==== Records for this exercise ====

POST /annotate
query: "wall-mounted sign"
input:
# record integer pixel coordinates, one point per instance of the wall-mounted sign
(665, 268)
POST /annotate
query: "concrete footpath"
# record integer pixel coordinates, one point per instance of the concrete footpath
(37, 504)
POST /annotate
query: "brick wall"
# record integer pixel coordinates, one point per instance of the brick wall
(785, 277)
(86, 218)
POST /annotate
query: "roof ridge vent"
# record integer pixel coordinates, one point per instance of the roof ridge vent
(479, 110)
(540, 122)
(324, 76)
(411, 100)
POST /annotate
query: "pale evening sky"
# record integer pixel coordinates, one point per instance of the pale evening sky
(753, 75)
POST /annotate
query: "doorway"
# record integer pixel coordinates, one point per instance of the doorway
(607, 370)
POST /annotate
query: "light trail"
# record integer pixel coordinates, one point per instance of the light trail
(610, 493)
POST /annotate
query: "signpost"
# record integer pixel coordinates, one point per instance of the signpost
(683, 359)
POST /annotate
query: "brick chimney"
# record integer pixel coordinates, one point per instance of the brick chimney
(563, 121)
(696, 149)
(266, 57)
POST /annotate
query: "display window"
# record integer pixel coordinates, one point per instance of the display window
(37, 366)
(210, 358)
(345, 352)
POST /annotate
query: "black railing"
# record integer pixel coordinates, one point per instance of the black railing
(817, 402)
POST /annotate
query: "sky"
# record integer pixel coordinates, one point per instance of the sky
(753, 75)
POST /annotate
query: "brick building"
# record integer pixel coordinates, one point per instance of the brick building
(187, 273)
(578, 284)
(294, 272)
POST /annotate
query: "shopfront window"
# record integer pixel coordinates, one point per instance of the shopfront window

====

| Assignment |
Give back every line of the data above exactly as written.

| Response for this exercise |
POST /annotate
query: "wall-mounted sign"
input:
# record integer pixel coordinates, one point per instance of the wall-mounted sign
(665, 268)
POST /annotate
query: "concrete footpath"
# record integer pixel coordinates, one point per instance of the concrete footpath
(37, 504)
POST /annotate
query: "brick wall"
# record integer pixel coordinates, one point per instance of the brick wall
(785, 277)
(86, 218)
POST /annotate
query: "roof ridge vent"
# record integer pixel coordinates, one point per instance of the roof ridge vent
(479, 110)
(540, 122)
(324, 76)
(411, 100)
POST /annotate
query: "pale evening sky"
# record integer pixel coordinates, one point per instance of the pale evening sky
(753, 75)
POST /annotate
query: "doorway"
# record integer pixel coordinates, one point per instance of the doorway
(607, 370)
POST /annotate
query: "light trail"
# record integer pixel coordinates, one point per instance of the light trail
(610, 493)
POST /annotate
query: "signpost"
# record integer pixel coordinates, one point per instance of the signpost
(683, 359)
POST /annotate
query: "brick chimney"
# record integer pixel coordinates, one point per instance of the brick chimney
(563, 121)
(696, 149)
(266, 57)
POST /annotate
query: "display window"
# record integer pixel coordinates, one point per instance of the display window
(37, 366)
(210, 358)
(345, 352)
POST /annotate
query: "black railing"
# record integer pixel coordinates, one point per instance of the black railing
(817, 402)
POST /annotate
query: "sky"
# record integer pixel coordinates, one point per instance of the sky
(753, 75)
POST /annotate
query: "brick building"
# record integer pixel coordinates, one point per instance of the brick building
(187, 273)
(578, 284)
(294, 272)
POST /annotate
query: "shopfront window"
# record integer pixel coordinates, one point per instance of the shopfront window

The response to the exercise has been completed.